:: WHAT TO PRODUCE ::
Copy out the lines of the material below word for word, from the line containing "the red volcanic" up to and including the line containing "1 58 106 88", and include only those lines.

-- start --

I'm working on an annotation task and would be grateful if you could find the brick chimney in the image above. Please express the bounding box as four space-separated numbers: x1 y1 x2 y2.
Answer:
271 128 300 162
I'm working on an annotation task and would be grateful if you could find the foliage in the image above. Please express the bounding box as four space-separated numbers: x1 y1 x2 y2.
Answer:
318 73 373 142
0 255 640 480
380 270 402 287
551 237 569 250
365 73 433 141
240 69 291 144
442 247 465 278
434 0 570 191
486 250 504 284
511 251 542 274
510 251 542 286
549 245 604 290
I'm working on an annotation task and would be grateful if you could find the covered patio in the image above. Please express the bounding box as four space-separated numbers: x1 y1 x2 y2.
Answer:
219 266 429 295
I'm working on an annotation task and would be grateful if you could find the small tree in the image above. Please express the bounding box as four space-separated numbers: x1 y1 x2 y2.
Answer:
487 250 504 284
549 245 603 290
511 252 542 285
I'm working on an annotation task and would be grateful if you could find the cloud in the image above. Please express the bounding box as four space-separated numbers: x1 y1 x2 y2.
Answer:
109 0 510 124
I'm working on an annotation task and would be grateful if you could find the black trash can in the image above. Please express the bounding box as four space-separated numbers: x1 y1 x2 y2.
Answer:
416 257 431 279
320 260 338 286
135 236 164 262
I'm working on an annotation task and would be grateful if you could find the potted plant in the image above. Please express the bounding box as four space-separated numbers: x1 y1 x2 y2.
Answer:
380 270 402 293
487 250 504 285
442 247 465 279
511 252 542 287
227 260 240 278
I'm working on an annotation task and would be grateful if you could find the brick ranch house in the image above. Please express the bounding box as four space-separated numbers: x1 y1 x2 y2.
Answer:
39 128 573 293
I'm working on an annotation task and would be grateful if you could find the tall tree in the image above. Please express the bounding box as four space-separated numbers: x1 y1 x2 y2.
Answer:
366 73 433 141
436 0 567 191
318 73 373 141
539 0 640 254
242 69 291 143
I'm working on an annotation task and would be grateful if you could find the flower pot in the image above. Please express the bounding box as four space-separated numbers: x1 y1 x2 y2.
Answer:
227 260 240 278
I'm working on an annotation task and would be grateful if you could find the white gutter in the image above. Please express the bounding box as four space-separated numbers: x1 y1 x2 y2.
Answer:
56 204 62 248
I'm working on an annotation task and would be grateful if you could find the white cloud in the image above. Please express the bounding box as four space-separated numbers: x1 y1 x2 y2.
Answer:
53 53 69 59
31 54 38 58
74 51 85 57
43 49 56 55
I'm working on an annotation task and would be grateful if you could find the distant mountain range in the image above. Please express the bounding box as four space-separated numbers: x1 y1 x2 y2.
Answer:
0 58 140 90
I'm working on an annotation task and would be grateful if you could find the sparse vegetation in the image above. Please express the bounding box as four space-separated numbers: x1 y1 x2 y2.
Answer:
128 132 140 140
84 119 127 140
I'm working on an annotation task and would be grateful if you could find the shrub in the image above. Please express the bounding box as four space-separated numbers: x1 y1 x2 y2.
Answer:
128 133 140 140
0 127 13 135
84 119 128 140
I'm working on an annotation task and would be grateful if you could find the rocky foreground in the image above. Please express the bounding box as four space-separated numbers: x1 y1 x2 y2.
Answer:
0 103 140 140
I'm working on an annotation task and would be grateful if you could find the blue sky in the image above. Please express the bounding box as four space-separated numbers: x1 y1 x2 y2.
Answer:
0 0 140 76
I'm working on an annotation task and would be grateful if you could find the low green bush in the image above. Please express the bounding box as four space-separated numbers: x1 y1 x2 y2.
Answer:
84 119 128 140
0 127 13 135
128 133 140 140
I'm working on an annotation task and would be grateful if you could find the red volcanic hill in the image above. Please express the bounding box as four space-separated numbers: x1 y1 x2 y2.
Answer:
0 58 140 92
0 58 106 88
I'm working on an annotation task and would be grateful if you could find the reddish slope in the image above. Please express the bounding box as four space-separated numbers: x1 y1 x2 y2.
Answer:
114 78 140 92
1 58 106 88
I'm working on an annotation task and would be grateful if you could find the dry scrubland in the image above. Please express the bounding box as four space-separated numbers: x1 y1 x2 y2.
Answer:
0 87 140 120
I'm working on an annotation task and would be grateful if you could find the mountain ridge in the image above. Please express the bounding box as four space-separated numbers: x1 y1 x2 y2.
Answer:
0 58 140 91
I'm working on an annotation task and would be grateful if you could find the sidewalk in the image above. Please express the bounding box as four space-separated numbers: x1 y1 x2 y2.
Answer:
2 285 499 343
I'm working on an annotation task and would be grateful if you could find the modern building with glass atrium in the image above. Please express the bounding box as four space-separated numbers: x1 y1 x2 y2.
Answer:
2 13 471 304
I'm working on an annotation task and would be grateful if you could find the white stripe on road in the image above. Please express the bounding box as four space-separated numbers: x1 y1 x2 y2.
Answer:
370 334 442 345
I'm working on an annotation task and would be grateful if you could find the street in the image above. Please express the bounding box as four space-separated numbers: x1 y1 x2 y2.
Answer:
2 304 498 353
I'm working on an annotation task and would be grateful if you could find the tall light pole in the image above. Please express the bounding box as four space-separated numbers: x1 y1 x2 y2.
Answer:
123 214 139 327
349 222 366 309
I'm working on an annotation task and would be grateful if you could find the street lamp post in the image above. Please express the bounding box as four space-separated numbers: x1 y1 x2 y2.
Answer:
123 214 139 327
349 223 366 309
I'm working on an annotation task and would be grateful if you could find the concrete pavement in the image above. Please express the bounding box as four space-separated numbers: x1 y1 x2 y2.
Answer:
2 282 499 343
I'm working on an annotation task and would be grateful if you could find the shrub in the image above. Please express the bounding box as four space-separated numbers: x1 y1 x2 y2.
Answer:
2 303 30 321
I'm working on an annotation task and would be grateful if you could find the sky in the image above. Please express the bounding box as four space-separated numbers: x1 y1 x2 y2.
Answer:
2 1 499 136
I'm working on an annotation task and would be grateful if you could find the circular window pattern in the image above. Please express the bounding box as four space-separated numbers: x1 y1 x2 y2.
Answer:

-- end --

:: FINAL RESULT ::
I'm working on an annotation task and would be grateful if you could find the red volcanic hill in the image above. Please express the bounding box as four space-separated numbers: x1 y1 x2 y2.
Answer:
0 58 140 92
0 58 106 88
I'm working on an annotation task and would be grateful if you could find the reddish slope in the image above. Please express the bounding box as four space-separated numbers: x1 y1 x2 y2.
Answer:
114 78 140 92
1 58 106 88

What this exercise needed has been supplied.